● Exercise description: Collect every line of the listing below that contains the string "open", matching case exactly.

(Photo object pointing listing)

=-=-=

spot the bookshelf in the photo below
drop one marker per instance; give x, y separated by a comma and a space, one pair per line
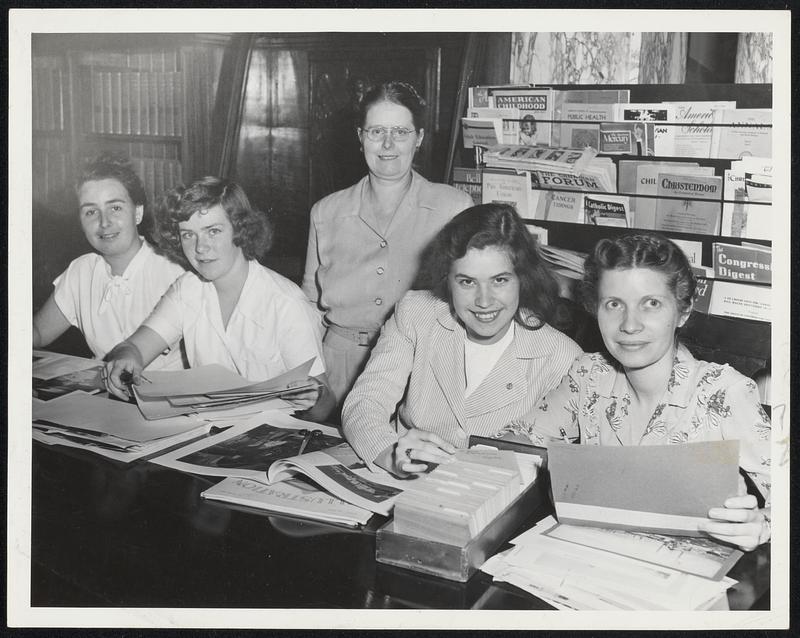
745, 344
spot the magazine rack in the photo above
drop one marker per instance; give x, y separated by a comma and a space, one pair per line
743, 343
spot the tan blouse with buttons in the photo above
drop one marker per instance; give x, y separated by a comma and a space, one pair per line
355, 274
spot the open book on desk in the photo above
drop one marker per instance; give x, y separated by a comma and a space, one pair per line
165, 394
295, 497
659, 488
268, 450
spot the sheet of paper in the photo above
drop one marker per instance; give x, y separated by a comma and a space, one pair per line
47, 365
193, 381
99, 414
295, 377
663, 488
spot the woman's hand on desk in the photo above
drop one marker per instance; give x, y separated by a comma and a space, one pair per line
415, 449
739, 522
123, 367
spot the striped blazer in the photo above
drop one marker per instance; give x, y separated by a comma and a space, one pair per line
415, 378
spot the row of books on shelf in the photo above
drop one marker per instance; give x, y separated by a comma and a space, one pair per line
651, 195
606, 120
52, 167
47, 106
158, 175
135, 102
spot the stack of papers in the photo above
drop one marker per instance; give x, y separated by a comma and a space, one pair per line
214, 387
270, 449
293, 498
628, 535
109, 427
584, 568
55, 375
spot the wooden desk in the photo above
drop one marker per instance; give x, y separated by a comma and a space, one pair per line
107, 535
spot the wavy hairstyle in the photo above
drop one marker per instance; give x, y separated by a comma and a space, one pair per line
400, 93
496, 226
116, 166
252, 229
644, 250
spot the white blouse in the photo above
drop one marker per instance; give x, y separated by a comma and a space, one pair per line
272, 329
108, 308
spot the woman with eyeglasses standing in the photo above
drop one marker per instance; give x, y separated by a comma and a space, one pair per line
365, 241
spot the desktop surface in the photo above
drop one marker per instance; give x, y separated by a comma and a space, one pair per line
111, 535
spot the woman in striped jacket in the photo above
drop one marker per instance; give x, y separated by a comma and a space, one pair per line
469, 356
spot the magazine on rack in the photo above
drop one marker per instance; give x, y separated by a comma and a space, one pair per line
276, 447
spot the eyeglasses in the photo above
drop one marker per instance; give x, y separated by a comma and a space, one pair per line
379, 133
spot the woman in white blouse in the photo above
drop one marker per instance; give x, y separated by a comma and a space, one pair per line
468, 357
229, 309
107, 293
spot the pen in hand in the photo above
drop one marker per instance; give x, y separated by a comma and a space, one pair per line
309, 435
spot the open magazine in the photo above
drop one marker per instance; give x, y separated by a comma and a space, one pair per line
269, 451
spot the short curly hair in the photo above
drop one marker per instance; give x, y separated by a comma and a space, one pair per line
116, 166
400, 93
496, 226
644, 250
252, 229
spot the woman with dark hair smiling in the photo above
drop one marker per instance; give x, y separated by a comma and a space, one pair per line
365, 241
468, 357
648, 389
229, 309
107, 293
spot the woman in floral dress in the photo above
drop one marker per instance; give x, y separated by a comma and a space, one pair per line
651, 390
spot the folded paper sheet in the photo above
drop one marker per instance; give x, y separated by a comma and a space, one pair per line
214, 387
665, 488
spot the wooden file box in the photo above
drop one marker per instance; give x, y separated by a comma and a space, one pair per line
457, 562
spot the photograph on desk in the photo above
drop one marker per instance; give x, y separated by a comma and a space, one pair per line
273, 447
373, 326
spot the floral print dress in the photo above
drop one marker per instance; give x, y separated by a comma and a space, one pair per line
702, 402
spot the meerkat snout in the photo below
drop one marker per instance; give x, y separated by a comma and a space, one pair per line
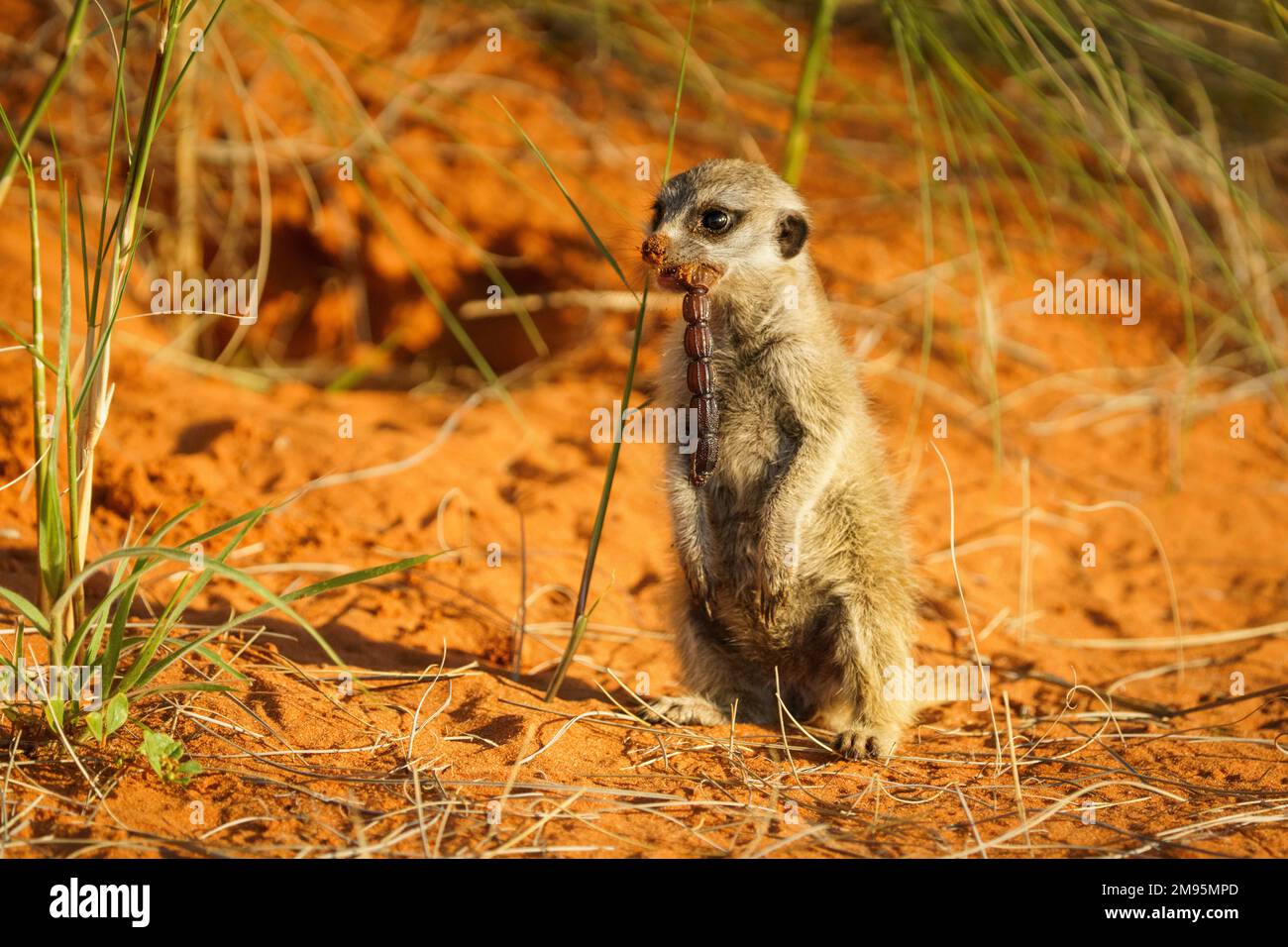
655, 249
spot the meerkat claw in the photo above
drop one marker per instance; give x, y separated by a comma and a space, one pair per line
684, 710
863, 744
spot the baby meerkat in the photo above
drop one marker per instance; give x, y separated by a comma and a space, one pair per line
798, 579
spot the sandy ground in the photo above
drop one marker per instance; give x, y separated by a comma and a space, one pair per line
1106, 732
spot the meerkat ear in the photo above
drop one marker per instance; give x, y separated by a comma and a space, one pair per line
793, 232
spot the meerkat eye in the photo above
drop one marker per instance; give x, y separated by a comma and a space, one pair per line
657, 215
716, 221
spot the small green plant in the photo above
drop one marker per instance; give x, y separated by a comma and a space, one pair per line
102, 723
165, 755
90, 641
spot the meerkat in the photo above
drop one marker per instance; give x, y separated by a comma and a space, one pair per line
797, 579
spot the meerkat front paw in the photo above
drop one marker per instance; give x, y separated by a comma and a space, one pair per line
864, 742
684, 710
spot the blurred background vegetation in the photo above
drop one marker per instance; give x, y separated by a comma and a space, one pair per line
1117, 158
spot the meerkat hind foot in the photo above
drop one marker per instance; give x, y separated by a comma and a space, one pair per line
864, 742
684, 710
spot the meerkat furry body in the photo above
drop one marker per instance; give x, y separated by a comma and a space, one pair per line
793, 553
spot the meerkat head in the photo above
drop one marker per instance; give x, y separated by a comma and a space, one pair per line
725, 222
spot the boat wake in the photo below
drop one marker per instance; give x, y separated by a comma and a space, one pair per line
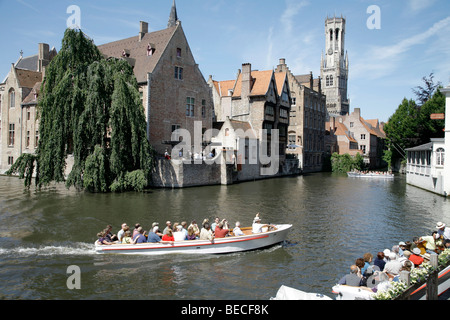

=-=-=

● Solved problem:
spot the open book on desk in the photo above
spot the open magazine in the photo above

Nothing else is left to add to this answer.